Ubuntu 13.10 (Saucy Salamander), Beta 1 preview: Mir, Unity 7, kernel 3.11

Ubuntu 13.10 (Saucy Salamander), Beta 1 preview: Mir, Unity 7, kernel 3.11

Summary: The most significant aspect of Ubuntu 13.10 (codenamed Saucy Salamander) is the first release of Mir, Canonical's next-generation display server, which replaces X Windows. Saucy Salamander also features Unity 7 and Linux kernel 3.11.


Interest that would be normally be mounting in anticipation of the next revision of the Ubuntu desktop has been somewhat overshadowed by the Ubuntu Edge superphone project. As a result, we've seen little news about, or indication of significant changes for, Ubuntu 13.10 (codenamed Saucy Salamander), which is due for final release in October.

The Ubuntu 13.10 Beta 1 desktop, which looks a great deal like the 13.04 desktop. (Images: Terry Relph-Knight/ZDNet)

Ubuntu 13.04 (Raring Ringtail) was a solid but unspectacular release, and 13.10 is shaping up to be more of the same. Perhaps Canonical's goal of reaching convergence in 14.04 is such a challenge that any changes in 13.10 are restricted to those that will help it get there.

## DATA EXTRACT
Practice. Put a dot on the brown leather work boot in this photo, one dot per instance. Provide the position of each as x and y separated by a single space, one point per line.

## TASK PROMPT
Summarize the Ubuntu 13.10 Beta 1 preview in two sentences. None of the data is needed here.

## RESPONSE TO THIS TASK
The most significant aspect of Ubuntu 13.10 (Saucy Salamander) is the first release of Mir, Canonical's next-generation display server that replaces X Windows, and the release also features Unity 7 and Linux kernel 3.11. Interest in it has been overshadowed by the Ubuntu Edge superphone project, and after the solid but unspectacular 13.04, version 13.10 is shaping up to be more of the same.